Le premier ministre, François Fillon, a annoncé, jeudi 6 mai, un gel des dépenses publiquespour les trois prochaines années. Il avait annoncé la veille cinq milliards d’euros d’économies sur les niches fiscales. Ces mesures de rigueur visent à réduire le déficit des comptes publics, dans le cadre du programme de stabilité présenté par la France à l’Union européenne – qui prévoit un déficit public inférieur à 3 % du PIB en 2013. Pour Mathieu Plane, économiste à l’Observatoire français de la conjoncture économique, ces annonces remettent en cause l’organisation de la fonction publique, tout en posant des questions sur les priorités du gouvernement et l’organisation de l’Union européenne.
Que faut-il attendre de la cure d’austérité annoncée ?
Il faut bien considérer quelles seront les conséquences de l’utilisation de certains leviers pour arriver aux résultats voulus. Le gel des dépenses de l’Etat, qui ne seront plus indexées à l’inflation, devrait selon moi pouvoir faire économiser entre 4 et 5 milliards d’euros par an. Ce n’est pas négligeable. Mais Matignon a aussi annoncé une diminution de 10 % des dépenses de fonctionnement de l’Etat sur trois ans. Il faudra pour cela soit accentuer le non-remplacement des fonctionnaires, soit revoir à la baisse leurs grilles des salaires. A mon avis, ce sera un mélange des deux.
Cela pose des questions de fond sur l’organisation, le fonctionnement et les objectifs des principales branches de la fonction publique : à savoir l’éducation nationale, l’intérieur et la défense, qui concentrent 80% des fonctionnaires. Et au-delà, il y aura forcément des répercussions sur la croissance du pays, avec plus de chômage et un pouvoir d’achat à la baisse pour une partie de la population.
Un réexamen prochain des dépenses d’intervention a également été évoqué…
Dans le contexte de crise, couper dans ce type de dépenses s’annonce très complexe. Les dépenses d’intervention de l’Etat (150 milliards d’euros d’engagements autorisés en 2009), ce sont principalement des aides à l’emploi, des aides sociales (allocations et subventions), des aides économiques… Qui sont les seuls amortisseurs publics face à la situation actuelle, à savoir un marché de l’emploi sclérosé et des difficultés accrues chez les populations précaires. Diminuer ses aides se traduira forcément par plus de pauvreté.

DONNÉES FOURNIES:
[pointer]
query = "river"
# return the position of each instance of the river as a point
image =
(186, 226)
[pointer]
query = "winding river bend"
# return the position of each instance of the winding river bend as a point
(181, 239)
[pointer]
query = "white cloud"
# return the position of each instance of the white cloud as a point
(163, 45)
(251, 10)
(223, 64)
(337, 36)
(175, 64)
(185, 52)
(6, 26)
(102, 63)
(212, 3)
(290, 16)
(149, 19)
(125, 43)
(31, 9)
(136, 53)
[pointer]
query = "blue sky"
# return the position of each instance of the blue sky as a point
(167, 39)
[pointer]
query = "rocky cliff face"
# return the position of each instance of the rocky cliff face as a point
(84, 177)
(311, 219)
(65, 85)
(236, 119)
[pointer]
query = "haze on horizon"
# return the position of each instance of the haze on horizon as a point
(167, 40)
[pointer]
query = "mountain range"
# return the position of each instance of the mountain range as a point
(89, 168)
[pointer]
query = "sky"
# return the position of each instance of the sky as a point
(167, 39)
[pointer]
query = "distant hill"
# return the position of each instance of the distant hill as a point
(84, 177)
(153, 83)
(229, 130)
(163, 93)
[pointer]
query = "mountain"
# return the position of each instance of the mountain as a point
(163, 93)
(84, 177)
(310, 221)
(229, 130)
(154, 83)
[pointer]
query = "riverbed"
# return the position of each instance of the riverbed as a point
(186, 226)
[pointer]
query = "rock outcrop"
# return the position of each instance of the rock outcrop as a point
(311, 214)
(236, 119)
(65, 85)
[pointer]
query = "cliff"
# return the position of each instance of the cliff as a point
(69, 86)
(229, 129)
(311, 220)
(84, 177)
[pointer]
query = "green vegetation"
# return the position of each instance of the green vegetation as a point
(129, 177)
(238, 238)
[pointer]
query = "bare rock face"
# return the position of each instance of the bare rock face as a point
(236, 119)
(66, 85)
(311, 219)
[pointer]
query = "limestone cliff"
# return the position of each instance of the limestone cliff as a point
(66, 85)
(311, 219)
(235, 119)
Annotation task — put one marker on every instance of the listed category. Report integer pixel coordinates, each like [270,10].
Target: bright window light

MISE EN APPLICATION:
[A] Recopiez sans rien changer le passage du texte fourni qui va de « Le premier ministre, François » à « d’austérité annoncée ? ».
[B] Indiquez si chacune des affirmations suivantes concorde avec le texte fourni, en répondant par oui ou par non et en citant mot pour mot les termes qui tranchent. (i) Le gel des dépenses de l'État devrait permettre d'économiser entre 4 et 5 milliards d'euros par an. (ii) L'éducation nationale, l'intérieur et la défense concentrent la moitié des fonctionnaires. (iii) Le programme de stabilité prévoit un déficit public inférieur à 3 % du PIB en 2015.
[C] D'après le texte fourni, pourquoi une diminution des dépenses d'intervention de l'État se traduirait-elle par plus de pauvreté ? Répondez en une à trois phrases.
Les données forment un matériau distinct du texte fourni.

CORRIGÉ DES EXERCICES:
[A]
Le premier ministre, François Fillon, a annoncé, jeudi 6 mai, un gel des dépenses publiquespour les trois prochaines années. Il avait annoncé la veille cinq milliards d’euros d’économies sur les niches fiscales. Ces mesures de rigueur visent à réduire le déficit des comptes publics, dans le cadre du programme de stabilité présenté par la France à l’Union européenne – qui prévoit un déficit public inférieur à 3 % du PIB en 2013. Pour Mathieu Plane, économiste à l’Observatoire français de la conjoncture économique, ces annonces remettent en cause l’organisation de la fonction publique, tout en posant des questions sur les priorités du gouvernement et l’organisation de l’Union européenne.
Que faut-il attendre de la cure d’austérité annoncée ?

[B]
(i) Oui : « devrait selon moi pouvoir faire économiser entre 4 et 5 milliards d’euros par an ».
(ii) Non : « qui concentrent 80% des fonctionnaires ».
(iii) Non : « un déficit public inférieur à 3 % du PIB en 2013 ».

[C] Ces dépenses sont principalement des aides à l'emploi, des aides sociales et des aides économiques. Ce sont les seuls amortisseurs publics face à un marché de l'emploi sclérosé et aux difficultés accrues des populations précaires. Les réduire priverait donc ces populations de leur seul soutien public.